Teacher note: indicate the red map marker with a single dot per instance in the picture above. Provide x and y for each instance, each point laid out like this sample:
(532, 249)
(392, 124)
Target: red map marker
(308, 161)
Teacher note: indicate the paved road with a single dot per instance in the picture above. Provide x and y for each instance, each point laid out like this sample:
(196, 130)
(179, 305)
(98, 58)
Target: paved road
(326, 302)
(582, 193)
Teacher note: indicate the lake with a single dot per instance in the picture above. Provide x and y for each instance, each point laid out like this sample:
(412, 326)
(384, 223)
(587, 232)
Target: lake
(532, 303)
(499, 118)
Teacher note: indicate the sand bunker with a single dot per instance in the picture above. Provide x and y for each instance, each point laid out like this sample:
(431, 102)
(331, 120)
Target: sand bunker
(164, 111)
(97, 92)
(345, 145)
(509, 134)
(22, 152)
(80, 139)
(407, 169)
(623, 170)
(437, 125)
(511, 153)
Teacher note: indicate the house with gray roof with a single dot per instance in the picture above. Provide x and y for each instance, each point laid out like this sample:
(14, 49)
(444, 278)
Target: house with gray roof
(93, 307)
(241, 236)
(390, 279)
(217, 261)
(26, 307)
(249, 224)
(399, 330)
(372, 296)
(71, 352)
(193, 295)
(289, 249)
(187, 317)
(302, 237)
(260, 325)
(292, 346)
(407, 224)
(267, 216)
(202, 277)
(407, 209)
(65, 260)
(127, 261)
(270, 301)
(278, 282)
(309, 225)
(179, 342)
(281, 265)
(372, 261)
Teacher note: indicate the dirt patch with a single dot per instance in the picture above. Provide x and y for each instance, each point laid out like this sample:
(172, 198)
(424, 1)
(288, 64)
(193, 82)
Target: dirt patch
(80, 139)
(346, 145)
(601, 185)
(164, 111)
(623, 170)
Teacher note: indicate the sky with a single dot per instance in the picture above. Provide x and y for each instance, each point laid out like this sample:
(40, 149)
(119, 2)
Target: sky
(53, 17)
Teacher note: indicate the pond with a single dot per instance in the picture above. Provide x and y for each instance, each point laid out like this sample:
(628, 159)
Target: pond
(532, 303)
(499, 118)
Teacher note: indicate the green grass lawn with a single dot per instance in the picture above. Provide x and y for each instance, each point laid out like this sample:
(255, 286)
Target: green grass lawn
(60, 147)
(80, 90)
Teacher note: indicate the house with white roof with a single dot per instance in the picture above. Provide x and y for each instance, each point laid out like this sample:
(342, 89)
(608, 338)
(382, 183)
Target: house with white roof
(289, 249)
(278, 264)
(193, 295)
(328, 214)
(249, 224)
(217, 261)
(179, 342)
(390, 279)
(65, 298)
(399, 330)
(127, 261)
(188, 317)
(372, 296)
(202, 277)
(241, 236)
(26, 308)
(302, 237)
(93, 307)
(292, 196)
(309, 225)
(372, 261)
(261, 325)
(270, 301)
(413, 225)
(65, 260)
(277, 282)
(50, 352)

=== Stated exercise ===
Please rewrite only the part of the data that opens with the line containing "Teacher note: indicate the house with gray" and runs through the end of the data, keeping every line. Raise each answer coordinate by 37.

=== Finished task ===
Teacher note: indicate the house with gray roof with a single dot per instance in the picture above. Provide x and y for each instance, each point laid out like this sample:
(14, 49)
(444, 278)
Target: house with gray roof
(130, 344)
(278, 273)
(427, 316)
(254, 298)
(63, 344)
(286, 261)
(436, 367)
(409, 333)
(108, 389)
(230, 332)
(326, 286)
(224, 354)
(339, 274)
(297, 362)
(329, 383)
(444, 261)
(304, 253)
(239, 314)
(444, 246)
(102, 297)
(164, 298)
(307, 338)
(315, 319)
(346, 262)
(216, 379)
(318, 302)
(409, 298)
Teacher note: indicate the dirt patch with a single dot per instance in the picture above. Provide x and y for each instance, each point laid out like this sample:
(172, 198)
(424, 1)
(288, 64)
(193, 82)
Target: dirt patch
(117, 176)
(383, 182)
(638, 222)
(201, 148)
(660, 207)
Teacher note: indicate the sky with a single dot per instance in the picture above. Provide x and y for each instance, each point laid out like this sample:
(40, 149)
(119, 2)
Target: sky
(90, 54)
Teacher note: indicate the pond with a single dot per instance in the picture above. Provide x and y for each instance, each point laid out like this sample:
(628, 159)
Target: pond
(569, 340)
(536, 155)
Teacher note: indicate the green grass lawn with a single dot per instance in the picture above. Provide x and y for each instance, each point laid out like this sample:
(255, 286)
Target: green grass lawn
(97, 184)
(117, 127)
Teacher note: indicate the house with white roof with a single dot per instance in the picture above. Provide x and y for each instance, each point laid out like this sample:
(342, 89)
(608, 338)
(382, 183)
Target: house with white roof
(326, 286)
(315, 301)
(230, 332)
(365, 251)
(286, 261)
(254, 298)
(216, 379)
(427, 316)
(102, 335)
(436, 367)
(164, 298)
(225, 354)
(409, 333)
(239, 314)
(278, 273)
(63, 345)
(339, 274)
(130, 344)
(329, 233)
(346, 262)
(409, 298)
(298, 362)
(307, 338)
(450, 262)
(102, 297)
(314, 319)
(87, 389)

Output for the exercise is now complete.